** THE TASK **
Continue the news article below about late blight in potato fields, picking up after its last sentence.

Weekly treatments needed on potato fields; tomatoes may harbor disease

By MITCH LIES
Capital Press

HERMISTON, Ore. -- Researchers are recommending growers treat potato fields once a week through July to help fight the spread of late blight.

The disease has been found in four fields in Washington.

Oregon State University plant pathologist Phil Hamm said conditions are ripe for spread of the disease and growers need to keep new tissue protected.

"There's so much new growth," Hamm said. "(Potato plants) are just not protected unless you protect them every week."

In two of the four fields where late blight has been found, Hamm said growers were treating every two weeks.

Hamm estimated the disease has been festering in at least two of the infected fields since the first week of June, which is the earliest late blight ever reported in the area.

"We knew we were set up for late blight," he said.

Late blight favors cool, wet conditions.

** MATERIAL PROVIDED **
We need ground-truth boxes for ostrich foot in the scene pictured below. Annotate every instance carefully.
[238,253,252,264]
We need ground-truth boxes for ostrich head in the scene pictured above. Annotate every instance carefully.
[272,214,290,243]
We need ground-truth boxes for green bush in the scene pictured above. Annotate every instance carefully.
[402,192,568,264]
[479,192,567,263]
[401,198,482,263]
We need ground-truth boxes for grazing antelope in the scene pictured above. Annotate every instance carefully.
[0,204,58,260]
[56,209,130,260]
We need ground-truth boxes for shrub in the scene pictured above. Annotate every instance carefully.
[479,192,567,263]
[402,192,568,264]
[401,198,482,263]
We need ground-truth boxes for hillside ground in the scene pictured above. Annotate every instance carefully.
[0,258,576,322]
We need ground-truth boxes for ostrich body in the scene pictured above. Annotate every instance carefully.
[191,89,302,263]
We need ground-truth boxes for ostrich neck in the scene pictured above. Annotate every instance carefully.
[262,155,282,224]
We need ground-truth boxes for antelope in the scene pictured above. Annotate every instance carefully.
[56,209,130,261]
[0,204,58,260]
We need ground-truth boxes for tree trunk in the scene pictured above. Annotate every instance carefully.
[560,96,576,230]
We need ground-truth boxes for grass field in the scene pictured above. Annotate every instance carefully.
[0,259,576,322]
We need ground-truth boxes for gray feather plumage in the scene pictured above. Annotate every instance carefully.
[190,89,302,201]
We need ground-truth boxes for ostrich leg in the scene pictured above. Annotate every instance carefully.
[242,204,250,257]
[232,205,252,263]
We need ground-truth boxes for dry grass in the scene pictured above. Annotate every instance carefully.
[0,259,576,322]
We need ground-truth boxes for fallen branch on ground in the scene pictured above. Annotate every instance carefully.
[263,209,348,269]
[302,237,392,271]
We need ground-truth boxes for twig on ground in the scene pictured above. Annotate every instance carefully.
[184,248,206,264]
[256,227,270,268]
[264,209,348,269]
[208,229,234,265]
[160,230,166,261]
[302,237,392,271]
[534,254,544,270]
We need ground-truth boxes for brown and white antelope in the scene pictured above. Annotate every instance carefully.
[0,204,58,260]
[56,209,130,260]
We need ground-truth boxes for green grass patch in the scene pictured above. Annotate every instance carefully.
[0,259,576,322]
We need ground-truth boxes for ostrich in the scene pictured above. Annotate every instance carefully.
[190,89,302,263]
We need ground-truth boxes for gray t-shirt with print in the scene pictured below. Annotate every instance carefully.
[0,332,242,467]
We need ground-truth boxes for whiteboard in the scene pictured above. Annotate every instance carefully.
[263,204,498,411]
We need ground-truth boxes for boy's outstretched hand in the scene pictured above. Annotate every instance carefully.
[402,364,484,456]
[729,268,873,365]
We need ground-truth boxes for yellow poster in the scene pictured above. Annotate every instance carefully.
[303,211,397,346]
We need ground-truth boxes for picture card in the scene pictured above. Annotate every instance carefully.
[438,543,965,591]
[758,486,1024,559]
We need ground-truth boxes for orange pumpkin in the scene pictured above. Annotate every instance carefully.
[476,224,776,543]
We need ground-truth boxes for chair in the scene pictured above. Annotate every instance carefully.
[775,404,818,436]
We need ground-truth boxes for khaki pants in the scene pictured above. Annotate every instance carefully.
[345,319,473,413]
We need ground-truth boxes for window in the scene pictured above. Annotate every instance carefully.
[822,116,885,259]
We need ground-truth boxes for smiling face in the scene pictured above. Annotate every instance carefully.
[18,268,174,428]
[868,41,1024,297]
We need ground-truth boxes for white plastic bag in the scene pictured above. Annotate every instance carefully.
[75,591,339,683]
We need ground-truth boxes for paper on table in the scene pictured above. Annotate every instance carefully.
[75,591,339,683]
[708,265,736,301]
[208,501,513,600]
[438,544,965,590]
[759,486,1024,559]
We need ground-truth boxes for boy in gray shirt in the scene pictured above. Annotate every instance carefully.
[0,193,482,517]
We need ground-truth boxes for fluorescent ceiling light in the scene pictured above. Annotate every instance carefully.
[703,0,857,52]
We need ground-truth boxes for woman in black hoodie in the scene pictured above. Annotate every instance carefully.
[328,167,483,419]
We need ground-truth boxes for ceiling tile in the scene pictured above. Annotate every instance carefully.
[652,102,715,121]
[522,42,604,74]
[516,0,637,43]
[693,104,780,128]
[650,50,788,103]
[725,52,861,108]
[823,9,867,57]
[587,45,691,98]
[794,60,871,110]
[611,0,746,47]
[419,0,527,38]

** EXPECTED ANSWER **
Researchers from OSU and Washington State University are unsure how the blight entered the area. Generally, Hamm said, late blight emerges from infected seed, from cull piles containing infected tubers or from spores left over from the previous year's infection.

This year researchers also are considering a fourth source: Growers back East last year found late blight spreading from infected tomatoes to potatoes.

One reason incident has been low to date in the Northwest is disease incidence was extremely low last year, Hamm said.

Two of the infected fields are just north of Pasco. A third is in Horse Heaven Hills and the fourth is in the Burbank area of Washington.